--- BEGIN Source ---

# cleaning



## steviepc7 (Jan 23, 2010)

Hey guys,

I have a 29 gallon tank planted with water sprite and annarchis. Im wondering what you guys do when u clean your planted tanks. Do you uproot the plants and vacuum all your gravel or do you leave the plants planted and just try to vacuum around them as much as you can?


----------



## majerah1 (Oct 29, 2010)

In my heavily planted tank,I just pull out about 50% of the water,and trim the plants.I dont vac the gravel(its a mix of sand,gravel,eco complete and voodoo river substrate.I leave the substrate be,because any decaying plant matter the plants use,or the snails eat,and leftover food goes to the plants and snails,and the snail poo feeds the plants too.Its a pretty balanced system.The 29 gallon,is not quite there yet,so i do hover over the substrate to lift excess debris,but I dont uproot any plants,unless I rescape.I do replant the trimmed tops though,as most of my plants are stem.


----------



## beaslbob (May 29, 2009)

steviepc7 said:


> Hey guys,
> 
> I have a 29 gallon tank planted with water sprite and annarchis. Im wondering what you guys do when u clean your planted tanks. Do you uproot the plants and vacuum all your gravel or do you leave the plants planted and just try to vacuum around them as much as you can?


No (uproot then clean).

I don't clean the planted tanks.


----------



## snail (Aug 6, 2010)

It depends on how many plants you have. You might want to vac areas where there are no plants but stay away from the plants, they need some peace to grow and will take enjoy the waste that is around their roots.

--- END Source ---

• _Requirement_: Please pick up the forum thread about cleaning planted aquariums and continue it from its last post.

--- BEGIN Entries ---

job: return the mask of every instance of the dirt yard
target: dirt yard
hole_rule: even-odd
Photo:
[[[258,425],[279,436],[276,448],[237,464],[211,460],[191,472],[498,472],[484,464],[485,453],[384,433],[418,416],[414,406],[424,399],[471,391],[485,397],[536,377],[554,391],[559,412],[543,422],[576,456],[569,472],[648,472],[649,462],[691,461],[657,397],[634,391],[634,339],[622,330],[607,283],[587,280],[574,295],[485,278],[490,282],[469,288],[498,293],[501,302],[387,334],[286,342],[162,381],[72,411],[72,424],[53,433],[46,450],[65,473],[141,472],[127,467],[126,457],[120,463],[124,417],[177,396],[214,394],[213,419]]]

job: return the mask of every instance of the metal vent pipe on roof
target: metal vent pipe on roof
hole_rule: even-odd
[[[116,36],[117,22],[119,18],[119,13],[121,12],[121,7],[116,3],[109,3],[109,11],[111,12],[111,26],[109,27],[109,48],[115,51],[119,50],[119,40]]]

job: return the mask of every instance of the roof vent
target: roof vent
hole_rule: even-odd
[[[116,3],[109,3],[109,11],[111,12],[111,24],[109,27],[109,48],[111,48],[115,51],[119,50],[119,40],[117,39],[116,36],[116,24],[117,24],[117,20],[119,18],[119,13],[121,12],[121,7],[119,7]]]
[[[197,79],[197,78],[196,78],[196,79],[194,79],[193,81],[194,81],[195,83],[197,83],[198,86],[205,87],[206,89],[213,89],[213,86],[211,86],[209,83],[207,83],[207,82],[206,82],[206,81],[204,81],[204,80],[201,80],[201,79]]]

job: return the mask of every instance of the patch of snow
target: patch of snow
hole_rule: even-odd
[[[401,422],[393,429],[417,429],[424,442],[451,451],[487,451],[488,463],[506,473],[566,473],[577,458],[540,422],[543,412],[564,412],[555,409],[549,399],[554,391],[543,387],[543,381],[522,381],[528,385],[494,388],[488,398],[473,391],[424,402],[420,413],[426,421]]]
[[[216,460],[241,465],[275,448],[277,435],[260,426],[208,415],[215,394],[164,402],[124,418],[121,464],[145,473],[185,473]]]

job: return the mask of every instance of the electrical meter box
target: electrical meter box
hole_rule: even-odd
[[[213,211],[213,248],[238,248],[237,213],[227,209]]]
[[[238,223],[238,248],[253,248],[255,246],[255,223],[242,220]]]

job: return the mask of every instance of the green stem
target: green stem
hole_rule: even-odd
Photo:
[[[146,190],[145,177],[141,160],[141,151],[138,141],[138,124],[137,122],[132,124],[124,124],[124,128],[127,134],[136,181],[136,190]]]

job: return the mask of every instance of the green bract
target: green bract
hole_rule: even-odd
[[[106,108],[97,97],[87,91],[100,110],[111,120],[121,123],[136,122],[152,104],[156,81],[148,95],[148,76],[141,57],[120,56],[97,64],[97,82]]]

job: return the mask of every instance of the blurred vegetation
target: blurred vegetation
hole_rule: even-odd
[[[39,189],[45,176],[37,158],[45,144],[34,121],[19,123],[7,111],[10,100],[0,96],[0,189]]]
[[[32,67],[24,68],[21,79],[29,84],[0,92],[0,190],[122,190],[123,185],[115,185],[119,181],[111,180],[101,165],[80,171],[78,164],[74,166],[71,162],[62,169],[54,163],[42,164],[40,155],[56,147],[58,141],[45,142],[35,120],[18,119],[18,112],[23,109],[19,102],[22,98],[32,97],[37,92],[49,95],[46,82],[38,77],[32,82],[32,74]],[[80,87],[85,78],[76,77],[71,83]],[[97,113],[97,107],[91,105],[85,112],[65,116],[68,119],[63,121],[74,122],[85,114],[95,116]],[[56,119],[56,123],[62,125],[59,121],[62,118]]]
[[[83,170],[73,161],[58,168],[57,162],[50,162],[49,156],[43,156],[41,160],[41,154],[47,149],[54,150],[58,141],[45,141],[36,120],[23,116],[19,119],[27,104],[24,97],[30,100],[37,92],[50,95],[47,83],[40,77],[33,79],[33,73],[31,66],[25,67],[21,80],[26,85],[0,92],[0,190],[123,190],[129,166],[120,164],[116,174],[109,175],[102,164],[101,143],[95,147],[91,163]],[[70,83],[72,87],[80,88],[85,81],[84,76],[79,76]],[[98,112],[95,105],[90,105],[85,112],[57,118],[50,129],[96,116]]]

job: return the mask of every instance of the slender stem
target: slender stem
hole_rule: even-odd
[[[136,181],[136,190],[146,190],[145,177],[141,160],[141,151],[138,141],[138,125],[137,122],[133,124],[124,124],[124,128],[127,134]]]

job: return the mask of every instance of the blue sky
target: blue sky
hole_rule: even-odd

--- END Entries ---

• _The result_:
----------



## jrman83 (Jul 9, 2010)

I don't vac too much in my planted tanks. If I am doing some movement of plants and it creates a stir I will try and vac that area or around it as much as I can. Occasionally I will wave the vac tube low to the bottom to try and stir up loose stuff and get it or use my hand to stir it up.


----------



## chris oe (Feb 27, 2009)

I rarely vacuum. I have mts snails and they travel all through the substrate and do a good job keeping the substrate clean and open, so I don't really need to, but even if I didn't, I wouldn't uproot my plants.


----------



## danilykins (Dec 22, 2010)

I vacuum around the plants, and then lightly vacuum on the plants(like put the entire vacuum over the plant and suck up the yuck on the plants. I try not to uproot them because the roots are long.


----------



## steviepc7 (Jan 23, 2010)

thanks for all the info guys,

i guess im more concerned now because i recently got a ram and i know how fickle they are about perfect water conditions.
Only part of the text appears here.